**WRITTEN TASK:** Copy every line of the records below word for word, and leave the pictures out of your copy.

**TASK INPUTS:**
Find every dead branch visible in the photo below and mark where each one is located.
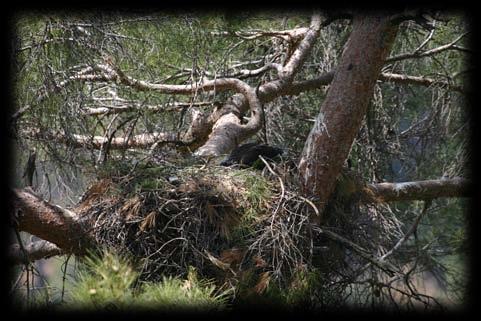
[361,177,472,203]
[10,189,92,254]
[8,240,63,264]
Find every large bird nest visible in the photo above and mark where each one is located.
[77,158,398,298]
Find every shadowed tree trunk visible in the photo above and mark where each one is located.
[299,15,397,216]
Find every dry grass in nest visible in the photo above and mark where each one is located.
[78,159,404,292]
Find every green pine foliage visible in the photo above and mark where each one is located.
[62,250,229,311]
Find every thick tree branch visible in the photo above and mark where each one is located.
[22,128,184,149]
[8,240,63,264]
[386,33,467,63]
[10,189,93,254]
[299,15,397,211]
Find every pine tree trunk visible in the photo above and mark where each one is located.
[299,15,397,215]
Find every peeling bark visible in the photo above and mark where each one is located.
[299,15,397,215]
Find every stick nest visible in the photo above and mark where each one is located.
[76,159,399,293]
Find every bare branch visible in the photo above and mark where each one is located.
[10,189,93,254]
[386,33,468,63]
[8,240,63,264]
[361,177,472,203]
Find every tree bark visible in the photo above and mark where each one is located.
[10,189,93,254]
[299,15,397,216]
[361,177,472,203]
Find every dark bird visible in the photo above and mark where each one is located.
[220,143,283,168]
[22,151,37,186]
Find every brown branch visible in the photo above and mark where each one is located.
[10,189,93,254]
[361,177,473,203]
[299,14,397,212]
[8,240,63,264]
[386,33,467,63]
[22,128,188,149]
[379,73,464,93]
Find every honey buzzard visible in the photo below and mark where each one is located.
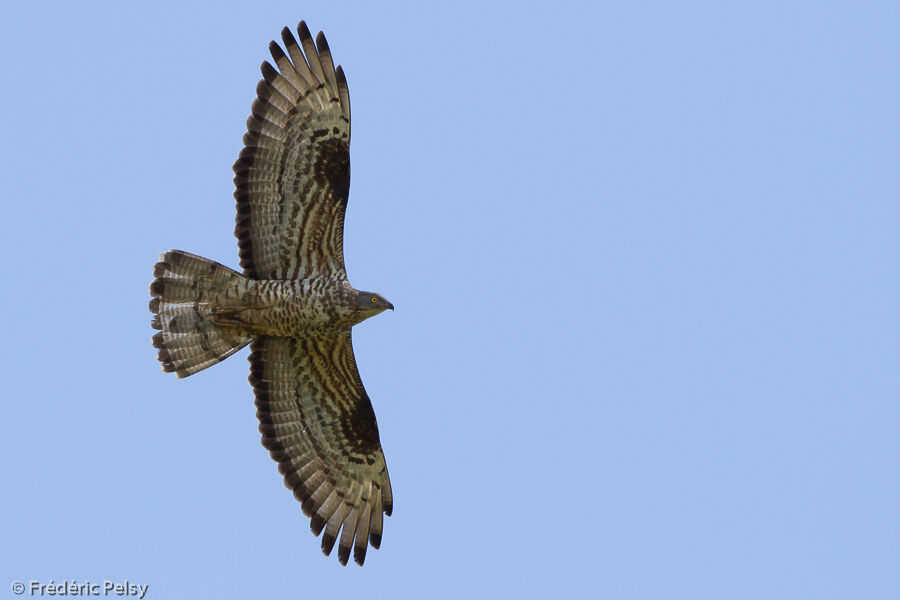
[150,21,394,565]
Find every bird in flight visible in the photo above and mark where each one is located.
[150,21,394,565]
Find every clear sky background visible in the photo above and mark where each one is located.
[0,1,900,600]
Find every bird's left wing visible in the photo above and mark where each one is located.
[250,329,393,564]
[234,21,350,280]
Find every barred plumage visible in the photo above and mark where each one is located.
[150,21,393,565]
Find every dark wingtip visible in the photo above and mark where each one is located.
[338,544,350,567]
[353,544,366,566]
[309,515,325,537]
[322,531,336,556]
[297,21,312,42]
[316,31,330,54]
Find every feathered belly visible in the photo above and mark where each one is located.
[212,280,351,337]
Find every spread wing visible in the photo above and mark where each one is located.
[250,329,393,565]
[234,21,350,280]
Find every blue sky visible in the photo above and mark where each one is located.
[0,2,900,599]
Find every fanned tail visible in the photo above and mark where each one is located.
[150,250,252,377]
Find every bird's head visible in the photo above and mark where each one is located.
[356,292,394,319]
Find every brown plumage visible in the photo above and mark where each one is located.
[150,21,393,565]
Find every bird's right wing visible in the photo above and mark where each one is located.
[234,21,350,280]
[250,329,393,565]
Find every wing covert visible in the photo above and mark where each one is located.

**THE REPLY:**
Find every dead branch visible in the photo below and mark where each one is located.
[361,177,472,203]
[10,189,92,254]
[8,240,63,264]
Find every large bird nest visible in the photo above and mark where each one is located.
[77,158,398,298]
Find every shadowed tree trunk visible in the photo above and mark where each one is located.
[299,15,397,216]
Find every dry grass in nest visible in the photo above and mark where each one is located.
[78,159,404,292]
Find every green pine foliage visible in the photo above and mark where each one is located.
[62,250,229,311]
Find every thick tree branch visible in the photo above and mark where each one is located.
[22,128,184,149]
[8,240,63,264]
[386,33,467,63]
[10,189,93,254]
[299,15,397,211]
Find every pine tree trunk visible in the photo above and mark where each one is located.
[299,15,397,215]
Find every peeling bark visible in the photo above and mark where each one is located.
[299,15,397,215]
Find every stick nest visible in the photo above and mark where each one is located.
[76,159,399,293]
Find every bare branch visible in the photo above and mark where each one is located.
[10,189,93,254]
[386,33,468,63]
[8,240,63,264]
[361,177,472,203]
Find every tree bark visible in the photo above and mark where each one is located.
[10,189,93,254]
[299,15,397,216]
[361,177,472,203]
Find every dark bird visible in the photo above and mark where each one is located.
[220,143,283,168]
[22,151,37,186]
Find every brown branch visible in the photo above and mark where each one is located.
[10,189,93,254]
[361,177,473,203]
[299,14,397,212]
[8,240,63,264]
[386,33,467,63]
[22,128,188,149]
[379,73,464,93]
Find every honey buzzard visible in the photo below and mark where each one is located.
[150,21,394,565]
Find every bird in flight visible in the photo above and mark where each one is located.
[150,21,394,565]
Find every clear sky background visible in the photo above and mark where each one is located.
[0,1,900,600]
Find every bird's left wing visible in the photo above and mark where each one is located.
[250,329,393,564]
[234,21,350,280]
Find every barred plumage visible in the photo above and mark where each one is located.
[150,21,393,565]
Find every dark wingtip visible in the photo above and mark where each one is located.
[338,544,350,567]
[353,544,366,566]
[309,515,325,537]
[322,531,336,556]
[297,21,312,42]
[316,31,330,54]
Find every feathered belly visible in the photo above and mark where each one is located.
[212,280,351,337]
Find every spread wing visible in the photo above and mark where each one is located.
[250,329,393,565]
[234,21,350,280]
Find every blue sky visible in the photo above and mark where each one is located.
[0,2,900,599]
Find every fanned tail visible in the photo above and mark where each one is located.
[150,250,252,377]
Find every bird's head visible in the photo above and mark where each one is located.
[356,292,394,319]
Find every brown plumage visible in the photo above and mark where each one is located.
[150,21,393,565]
Find every bird's right wing visible in the photo above and mark where each one is located.
[234,21,350,280]
[250,329,393,565]
Find every wing covert visible in the photo above and mark where each one is located.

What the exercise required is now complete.